**FRAGMENTO ORIGINAL:**
Los afrodescendientes mexicanos buscan hoy darse a conocer como integrantes de pleno derecho de nuestra nación y pugnan por el reconocimiento constitucional de su existencia y de sus derechos.

D de Discriminación

Podríamos afirmar, sin exagerar, que en nuestro país lo único que no discriminamos es la discriminación misma. Los mexicanos somos practicantes continuos e incansables de un auténtico arcoíris de prejuicios: desde el desprecio a las mujeres, a los homosexuales y a las personas transgénero, pasando por el cultivo de todo un folclor despectivo contra “nacos”, “negros”, “argentinos” y “chinos”, hasta los menosprecios a los más pobres y la exclusión a quienes practican religiones diferentes o hablan distinto. En nuestro humor y nuestra vida cotidiana no desperdiciamos la oportunidad de ofender y menospreciar a todas y todos los que son diferentes a nuestro modelo de masculinidad mestiza y acomplejada, hispanoparlante y prepotente. De hecho, hasta nuestros machos son objeto de escarnio si no lo demuestran suficientemente por medio de… la práctica de más discriminación.

**DATOS DEL CONJUNTO:**
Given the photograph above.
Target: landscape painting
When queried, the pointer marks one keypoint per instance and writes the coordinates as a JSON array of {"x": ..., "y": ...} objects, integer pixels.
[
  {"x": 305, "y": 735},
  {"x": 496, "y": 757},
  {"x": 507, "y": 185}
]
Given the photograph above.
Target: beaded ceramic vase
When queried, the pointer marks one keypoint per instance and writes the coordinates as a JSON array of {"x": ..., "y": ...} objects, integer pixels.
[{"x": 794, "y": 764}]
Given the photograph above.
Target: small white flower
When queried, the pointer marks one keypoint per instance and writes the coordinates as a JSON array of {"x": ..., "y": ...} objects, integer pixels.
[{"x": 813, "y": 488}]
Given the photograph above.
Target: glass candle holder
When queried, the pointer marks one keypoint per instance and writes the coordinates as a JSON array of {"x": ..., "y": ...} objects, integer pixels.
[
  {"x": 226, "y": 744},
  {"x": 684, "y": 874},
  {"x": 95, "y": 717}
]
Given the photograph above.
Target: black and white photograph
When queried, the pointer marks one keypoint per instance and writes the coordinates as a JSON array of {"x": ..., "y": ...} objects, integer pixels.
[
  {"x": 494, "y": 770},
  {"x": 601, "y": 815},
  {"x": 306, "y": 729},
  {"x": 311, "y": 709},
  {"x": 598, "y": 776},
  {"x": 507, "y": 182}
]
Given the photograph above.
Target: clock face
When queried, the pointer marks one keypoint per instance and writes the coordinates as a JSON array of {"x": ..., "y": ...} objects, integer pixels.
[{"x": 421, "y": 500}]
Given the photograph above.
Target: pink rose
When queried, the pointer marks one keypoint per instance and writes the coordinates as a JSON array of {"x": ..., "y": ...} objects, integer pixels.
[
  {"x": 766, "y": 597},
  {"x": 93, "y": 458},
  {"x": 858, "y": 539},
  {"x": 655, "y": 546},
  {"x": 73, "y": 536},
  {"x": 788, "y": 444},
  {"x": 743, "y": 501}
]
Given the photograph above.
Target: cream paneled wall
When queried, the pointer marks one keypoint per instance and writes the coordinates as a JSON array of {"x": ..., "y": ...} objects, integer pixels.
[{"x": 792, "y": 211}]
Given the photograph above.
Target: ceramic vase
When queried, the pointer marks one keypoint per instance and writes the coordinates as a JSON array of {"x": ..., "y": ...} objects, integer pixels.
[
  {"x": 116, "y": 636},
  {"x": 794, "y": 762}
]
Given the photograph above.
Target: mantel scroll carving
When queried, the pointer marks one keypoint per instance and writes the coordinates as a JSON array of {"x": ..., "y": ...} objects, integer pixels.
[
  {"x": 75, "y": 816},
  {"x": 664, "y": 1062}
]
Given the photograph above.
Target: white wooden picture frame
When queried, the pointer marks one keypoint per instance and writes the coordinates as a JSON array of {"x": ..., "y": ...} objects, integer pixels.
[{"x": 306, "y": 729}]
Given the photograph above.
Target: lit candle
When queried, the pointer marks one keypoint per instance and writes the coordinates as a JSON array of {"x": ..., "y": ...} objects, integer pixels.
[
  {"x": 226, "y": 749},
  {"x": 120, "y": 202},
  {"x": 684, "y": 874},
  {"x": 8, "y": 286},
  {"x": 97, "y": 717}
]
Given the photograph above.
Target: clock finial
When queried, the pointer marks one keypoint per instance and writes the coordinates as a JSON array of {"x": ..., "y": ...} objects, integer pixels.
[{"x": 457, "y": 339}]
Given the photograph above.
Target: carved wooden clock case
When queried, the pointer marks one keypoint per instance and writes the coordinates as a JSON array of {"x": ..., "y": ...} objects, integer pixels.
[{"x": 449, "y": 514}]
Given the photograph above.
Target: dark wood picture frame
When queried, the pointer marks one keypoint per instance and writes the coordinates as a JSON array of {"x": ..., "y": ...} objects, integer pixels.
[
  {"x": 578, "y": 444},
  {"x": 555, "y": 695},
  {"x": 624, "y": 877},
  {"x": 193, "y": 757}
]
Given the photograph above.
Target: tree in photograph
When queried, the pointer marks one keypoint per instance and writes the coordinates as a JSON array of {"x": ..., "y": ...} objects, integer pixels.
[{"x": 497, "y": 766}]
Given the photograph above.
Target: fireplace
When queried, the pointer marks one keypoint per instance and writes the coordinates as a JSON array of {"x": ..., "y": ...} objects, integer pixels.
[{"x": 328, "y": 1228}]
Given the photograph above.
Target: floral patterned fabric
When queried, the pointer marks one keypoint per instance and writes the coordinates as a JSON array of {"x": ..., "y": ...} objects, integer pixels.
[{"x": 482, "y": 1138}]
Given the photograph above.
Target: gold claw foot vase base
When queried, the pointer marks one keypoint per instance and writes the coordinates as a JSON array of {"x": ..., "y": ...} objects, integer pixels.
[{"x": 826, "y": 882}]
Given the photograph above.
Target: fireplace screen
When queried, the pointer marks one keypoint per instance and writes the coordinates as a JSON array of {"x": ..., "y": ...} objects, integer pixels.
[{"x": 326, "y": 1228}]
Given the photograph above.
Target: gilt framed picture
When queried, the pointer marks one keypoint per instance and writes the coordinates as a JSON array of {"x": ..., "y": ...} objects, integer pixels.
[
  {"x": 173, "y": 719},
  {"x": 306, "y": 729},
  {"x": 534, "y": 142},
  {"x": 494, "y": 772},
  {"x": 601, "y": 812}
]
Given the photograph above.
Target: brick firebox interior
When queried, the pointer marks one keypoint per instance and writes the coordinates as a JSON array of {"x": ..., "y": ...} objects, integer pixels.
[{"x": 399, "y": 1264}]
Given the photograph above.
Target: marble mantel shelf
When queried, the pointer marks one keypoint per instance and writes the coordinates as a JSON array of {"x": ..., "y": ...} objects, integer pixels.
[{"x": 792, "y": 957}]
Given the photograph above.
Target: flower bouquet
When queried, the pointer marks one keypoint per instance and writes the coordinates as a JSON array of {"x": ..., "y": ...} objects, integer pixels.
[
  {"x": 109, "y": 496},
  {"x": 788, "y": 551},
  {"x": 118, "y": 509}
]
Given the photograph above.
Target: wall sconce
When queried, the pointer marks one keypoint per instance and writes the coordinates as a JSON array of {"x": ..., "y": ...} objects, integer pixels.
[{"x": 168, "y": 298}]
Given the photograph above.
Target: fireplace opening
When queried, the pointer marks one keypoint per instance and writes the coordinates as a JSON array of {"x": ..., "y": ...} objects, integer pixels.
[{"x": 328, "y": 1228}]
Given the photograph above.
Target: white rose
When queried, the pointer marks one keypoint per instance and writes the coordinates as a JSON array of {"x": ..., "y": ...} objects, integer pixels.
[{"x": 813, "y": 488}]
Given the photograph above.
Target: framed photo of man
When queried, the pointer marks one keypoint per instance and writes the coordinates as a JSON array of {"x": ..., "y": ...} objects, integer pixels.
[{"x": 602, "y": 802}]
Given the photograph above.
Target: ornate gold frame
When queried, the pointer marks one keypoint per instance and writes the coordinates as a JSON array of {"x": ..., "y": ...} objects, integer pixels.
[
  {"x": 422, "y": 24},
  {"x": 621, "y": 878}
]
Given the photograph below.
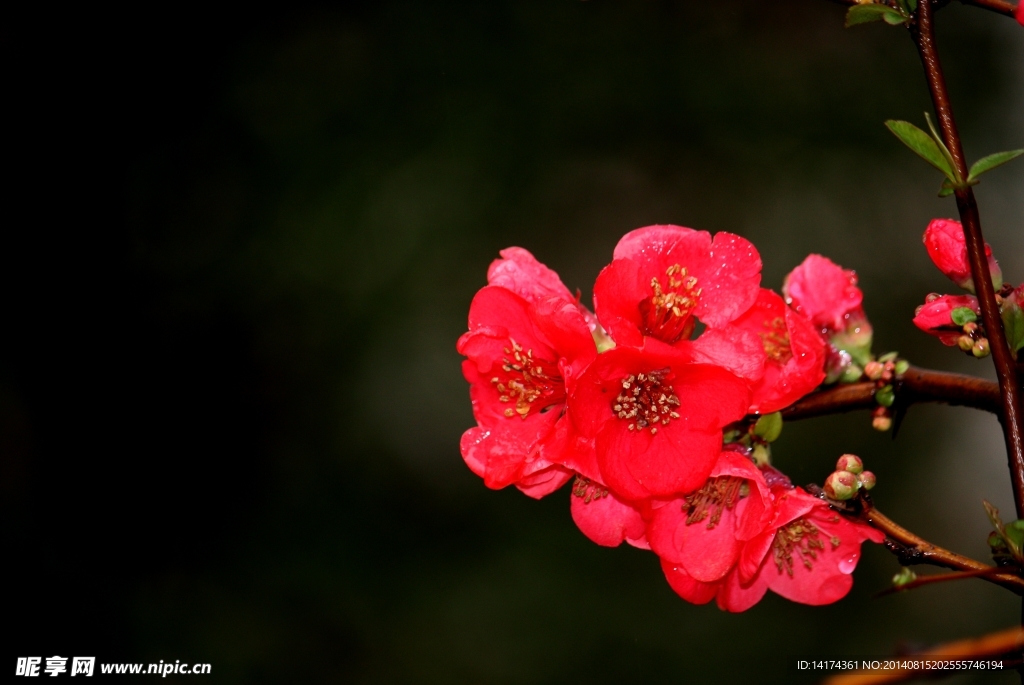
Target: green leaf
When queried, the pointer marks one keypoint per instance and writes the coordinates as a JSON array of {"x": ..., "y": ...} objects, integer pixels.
[
  {"x": 923, "y": 144},
  {"x": 867, "y": 13},
  {"x": 769, "y": 427},
  {"x": 1013, "y": 324},
  {"x": 992, "y": 161},
  {"x": 962, "y": 315}
]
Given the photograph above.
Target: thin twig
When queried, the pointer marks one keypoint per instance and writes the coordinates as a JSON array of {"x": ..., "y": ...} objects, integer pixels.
[
  {"x": 1012, "y": 414},
  {"x": 990, "y": 646},
  {"x": 916, "y": 385},
  {"x": 912, "y": 549},
  {"x": 939, "y": 578}
]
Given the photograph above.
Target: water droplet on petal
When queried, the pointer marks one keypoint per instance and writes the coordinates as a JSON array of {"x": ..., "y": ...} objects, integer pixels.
[{"x": 849, "y": 563}]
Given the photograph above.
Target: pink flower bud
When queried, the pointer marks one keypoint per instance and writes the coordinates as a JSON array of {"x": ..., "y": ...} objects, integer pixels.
[
  {"x": 841, "y": 485},
  {"x": 873, "y": 370},
  {"x": 947, "y": 248},
  {"x": 850, "y": 464},
  {"x": 936, "y": 317}
]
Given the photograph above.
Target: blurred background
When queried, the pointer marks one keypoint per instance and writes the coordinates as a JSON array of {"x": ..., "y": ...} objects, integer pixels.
[{"x": 240, "y": 248}]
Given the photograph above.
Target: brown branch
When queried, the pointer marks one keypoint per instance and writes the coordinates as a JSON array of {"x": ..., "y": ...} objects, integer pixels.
[
  {"x": 1003, "y": 643},
  {"x": 939, "y": 578},
  {"x": 998, "y": 6},
  {"x": 1012, "y": 414},
  {"x": 914, "y": 550},
  {"x": 993, "y": 5},
  {"x": 916, "y": 385}
]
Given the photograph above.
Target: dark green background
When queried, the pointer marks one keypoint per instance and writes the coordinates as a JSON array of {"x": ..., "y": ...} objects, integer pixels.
[{"x": 240, "y": 248}]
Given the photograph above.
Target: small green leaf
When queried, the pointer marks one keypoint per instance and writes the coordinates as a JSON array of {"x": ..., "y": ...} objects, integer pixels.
[
  {"x": 992, "y": 161},
  {"x": 1015, "y": 532},
  {"x": 962, "y": 315},
  {"x": 1013, "y": 324},
  {"x": 872, "y": 12},
  {"x": 904, "y": 576},
  {"x": 769, "y": 427},
  {"x": 923, "y": 144},
  {"x": 894, "y": 18}
]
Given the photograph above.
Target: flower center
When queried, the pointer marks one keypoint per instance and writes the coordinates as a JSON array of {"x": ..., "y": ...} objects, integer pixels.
[
  {"x": 527, "y": 382},
  {"x": 588, "y": 489},
  {"x": 645, "y": 400},
  {"x": 798, "y": 542},
  {"x": 775, "y": 340},
  {"x": 718, "y": 495},
  {"x": 666, "y": 314}
]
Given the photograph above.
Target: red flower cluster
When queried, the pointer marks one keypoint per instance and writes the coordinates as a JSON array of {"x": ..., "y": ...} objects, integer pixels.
[
  {"x": 950, "y": 317},
  {"x": 633, "y": 402}
]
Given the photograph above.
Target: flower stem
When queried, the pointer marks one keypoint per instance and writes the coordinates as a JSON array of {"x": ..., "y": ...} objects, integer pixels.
[
  {"x": 916, "y": 385},
  {"x": 1012, "y": 414}
]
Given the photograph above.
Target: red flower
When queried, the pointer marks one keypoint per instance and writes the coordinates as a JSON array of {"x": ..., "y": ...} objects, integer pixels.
[
  {"x": 807, "y": 555},
  {"x": 705, "y": 530},
  {"x": 795, "y": 352},
  {"x": 522, "y": 358},
  {"x": 823, "y": 292},
  {"x": 604, "y": 517},
  {"x": 656, "y": 417},
  {"x": 935, "y": 316},
  {"x": 947, "y": 248},
  {"x": 663, "y": 279}
]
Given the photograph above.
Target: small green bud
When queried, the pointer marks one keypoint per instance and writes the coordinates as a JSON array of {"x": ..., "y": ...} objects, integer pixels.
[
  {"x": 761, "y": 455},
  {"x": 996, "y": 543},
  {"x": 873, "y": 370},
  {"x": 866, "y": 479},
  {"x": 850, "y": 463},
  {"x": 882, "y": 423},
  {"x": 851, "y": 374},
  {"x": 841, "y": 485},
  {"x": 904, "y": 576},
  {"x": 981, "y": 349},
  {"x": 962, "y": 315},
  {"x": 769, "y": 427}
]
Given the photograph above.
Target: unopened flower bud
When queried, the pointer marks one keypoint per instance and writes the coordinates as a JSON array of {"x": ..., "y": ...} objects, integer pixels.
[
  {"x": 980, "y": 348},
  {"x": 873, "y": 370},
  {"x": 904, "y": 576},
  {"x": 866, "y": 479},
  {"x": 850, "y": 463},
  {"x": 852, "y": 374},
  {"x": 841, "y": 485}
]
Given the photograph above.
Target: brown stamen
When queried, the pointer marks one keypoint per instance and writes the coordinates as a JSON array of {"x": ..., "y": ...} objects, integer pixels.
[
  {"x": 528, "y": 382},
  {"x": 666, "y": 314},
  {"x": 718, "y": 495},
  {"x": 646, "y": 401}
]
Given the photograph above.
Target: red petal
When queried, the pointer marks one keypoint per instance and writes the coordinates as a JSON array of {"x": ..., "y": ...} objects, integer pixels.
[
  {"x": 729, "y": 280},
  {"x": 692, "y": 591},
  {"x": 607, "y": 520},
  {"x": 519, "y": 271}
]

**EJERCICIO ESCRITO:** Pasa al inglés esta oración del fragmento sobre la discriminación en México: «Podríamos afirmar, sin exagerar, que en nuestro país lo único que no discriminamos es la discriminación misma.» El material no tiene nada que ver con el fragmento.

**RESULTADO:** We could say, without exaggerating, that in our country the only thing we do not discriminate against is discrimination itself.